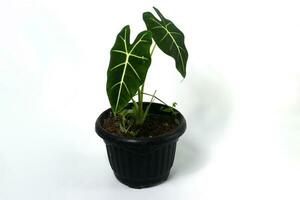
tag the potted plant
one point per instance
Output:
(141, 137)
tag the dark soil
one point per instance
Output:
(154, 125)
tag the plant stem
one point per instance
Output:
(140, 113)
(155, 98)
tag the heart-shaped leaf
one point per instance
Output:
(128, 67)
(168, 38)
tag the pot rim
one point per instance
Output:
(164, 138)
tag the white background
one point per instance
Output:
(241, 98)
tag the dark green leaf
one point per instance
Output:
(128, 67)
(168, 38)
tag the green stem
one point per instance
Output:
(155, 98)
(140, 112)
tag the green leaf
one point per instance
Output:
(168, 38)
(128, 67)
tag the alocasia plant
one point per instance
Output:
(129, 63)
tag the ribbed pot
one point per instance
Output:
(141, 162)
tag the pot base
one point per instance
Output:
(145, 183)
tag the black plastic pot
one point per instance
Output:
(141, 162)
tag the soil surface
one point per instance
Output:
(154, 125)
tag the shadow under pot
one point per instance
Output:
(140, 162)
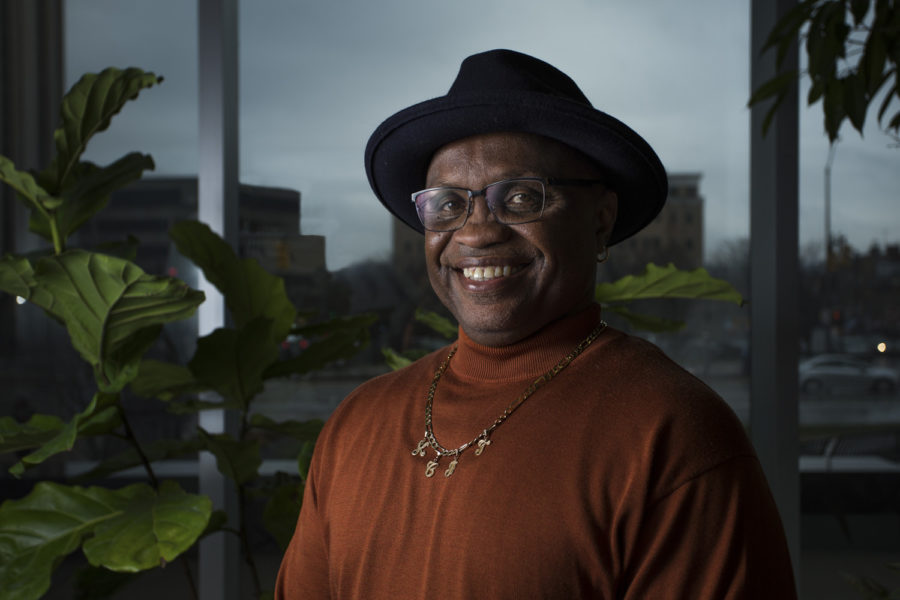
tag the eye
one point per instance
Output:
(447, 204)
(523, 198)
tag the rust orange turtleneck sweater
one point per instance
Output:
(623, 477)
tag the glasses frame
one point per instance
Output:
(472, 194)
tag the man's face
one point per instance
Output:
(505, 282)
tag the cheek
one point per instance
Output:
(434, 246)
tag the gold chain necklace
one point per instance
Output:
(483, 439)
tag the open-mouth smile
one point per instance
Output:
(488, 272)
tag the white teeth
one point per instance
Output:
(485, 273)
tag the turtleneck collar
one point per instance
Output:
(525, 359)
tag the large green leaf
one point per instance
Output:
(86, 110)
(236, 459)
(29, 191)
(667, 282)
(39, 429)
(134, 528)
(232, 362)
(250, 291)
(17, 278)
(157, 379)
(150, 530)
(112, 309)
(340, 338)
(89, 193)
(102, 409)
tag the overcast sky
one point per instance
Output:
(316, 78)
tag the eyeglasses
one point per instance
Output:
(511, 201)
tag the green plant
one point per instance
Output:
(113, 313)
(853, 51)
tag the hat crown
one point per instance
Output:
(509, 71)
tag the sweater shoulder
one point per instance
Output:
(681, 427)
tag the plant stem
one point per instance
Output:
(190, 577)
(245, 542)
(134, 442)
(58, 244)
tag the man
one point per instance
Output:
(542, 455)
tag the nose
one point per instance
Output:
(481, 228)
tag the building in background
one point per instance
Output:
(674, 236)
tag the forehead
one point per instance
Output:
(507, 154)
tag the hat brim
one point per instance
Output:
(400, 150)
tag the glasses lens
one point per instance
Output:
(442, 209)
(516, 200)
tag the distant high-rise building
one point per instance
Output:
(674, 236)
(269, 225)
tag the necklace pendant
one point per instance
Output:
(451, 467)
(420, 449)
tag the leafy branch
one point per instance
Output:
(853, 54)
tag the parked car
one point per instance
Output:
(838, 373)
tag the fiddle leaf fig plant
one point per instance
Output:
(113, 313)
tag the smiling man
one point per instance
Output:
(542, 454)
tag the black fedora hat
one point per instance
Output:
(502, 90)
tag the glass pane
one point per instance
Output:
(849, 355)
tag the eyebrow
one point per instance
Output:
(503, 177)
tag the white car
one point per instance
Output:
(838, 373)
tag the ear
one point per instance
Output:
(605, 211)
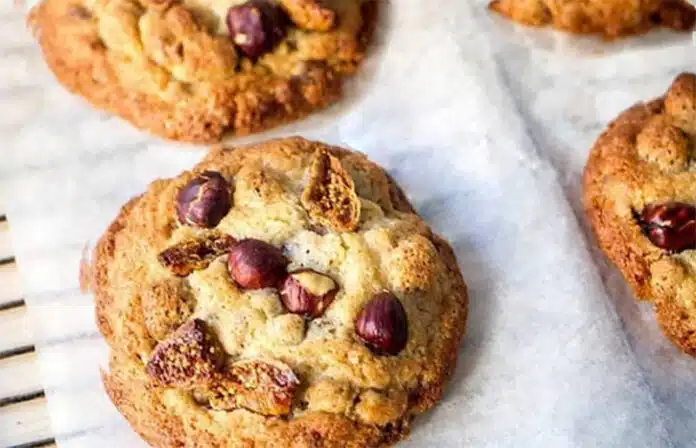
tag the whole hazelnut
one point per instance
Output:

**EXERCISE PROMPT**
Reproduce all of the records above word for word, but leave out the pictures.

**WORKED ANSWER**
tag the potted plant
one point per instance
Output:
(141, 137)
tag the dark soil
one point per instance
Output:
(154, 125)
tag the plant stem
one point per instance
Output:
(140, 113)
(155, 98)
tag the heart-shaped leaf
one point per instance
Output:
(128, 67)
(168, 38)
tag the pot rim
one point per instance
Output:
(164, 138)
tag the white background
one point per instance
Output:
(241, 98)
tag the dark green leaf
one point per instance
Output:
(128, 67)
(168, 38)
tag the green stem
one point per instance
Output:
(155, 98)
(140, 112)
tag the green leaf
one point per instance
Output:
(168, 38)
(128, 67)
tag the alocasia plant
one point per instance
Output:
(129, 63)
tag the ribbed pot
one point per instance
Output:
(141, 162)
tag the pot base
one point per instance
Output:
(145, 183)
tag the black plastic pot
one point per instance
Output:
(141, 162)
tag the soil surface
one point per instance
Output:
(154, 125)
tag the shadow under pot
one point per instance
Output:
(140, 162)
tag the eye
one point per instance
Output:
(447, 204)
(523, 198)
tag the rust orange turtleneck sweater
one point per instance
Output:
(623, 477)
tag the glasses frame
one point per instance
Output:
(472, 194)
tag the man's face
one point per instance
Output:
(505, 282)
tag the cheek
one point per instance
Output:
(434, 246)
tag the gold chain necklace
one point per instance
Output:
(483, 439)
tag the open-mouth smile
one point per instance
Output:
(488, 272)
tag the white teeth
one point per instance
Output:
(485, 273)
tag the turtleneck collar
one point per instance
Output:
(525, 359)
tag the large green leaf
one point per instance
Output:
(86, 110)
(236, 459)
(29, 191)
(667, 282)
(39, 429)
(134, 528)
(232, 362)
(250, 291)
(17, 278)
(157, 379)
(150, 530)
(112, 309)
(340, 338)
(89, 193)
(102, 409)
tag the overcast sky
one point per instance
Output:
(316, 78)
tag the eyeglasses
one point per instance
Output:
(511, 201)
tag the green plant
one point per instance
Output:
(113, 313)
(853, 51)
tag the hat crown
one point per instance
Output:
(509, 71)
tag the sweater shoulder
one point per instance
Output:
(681, 427)
tag the plant stem
one point per instance
Output:
(190, 577)
(245, 542)
(134, 442)
(58, 244)
tag the man
one point per instance
Output:
(542, 455)
tag the nose
one point per instance
Output:
(481, 228)
tag the building in background
one point per instance
Output:
(674, 236)
tag the forehead
one point per instance
Output:
(507, 154)
tag the hat brim
one point per instance
Output:
(400, 150)
tag the glasses lens
one point per instance
Output:
(442, 209)
(516, 200)
tag the distant high-rise building
one point per instance
Output:
(674, 236)
(269, 225)
tag the necklace pendant
one point per instance
Output:
(451, 467)
(420, 449)
tag the leafy branch
one point per instance
Output:
(853, 54)
tag the parked car
one point per instance
Output:
(838, 373)
tag the fiddle leaf fig plant
one point per instance
Output:
(113, 313)
tag the smiling man
one point per instance
Output:
(542, 454)
tag the black fedora hat
one point per instance
Output:
(502, 90)
tag the glass pane
one point per instance
Output:
(849, 355)
tag the eyebrow
one point per instance
Output:
(503, 177)
tag the white car
one point per instance
Output:
(838, 373)
tag the ear
one point per instance
Output:
(605, 211)
tag the whole hazelnut
one point per instance
Output:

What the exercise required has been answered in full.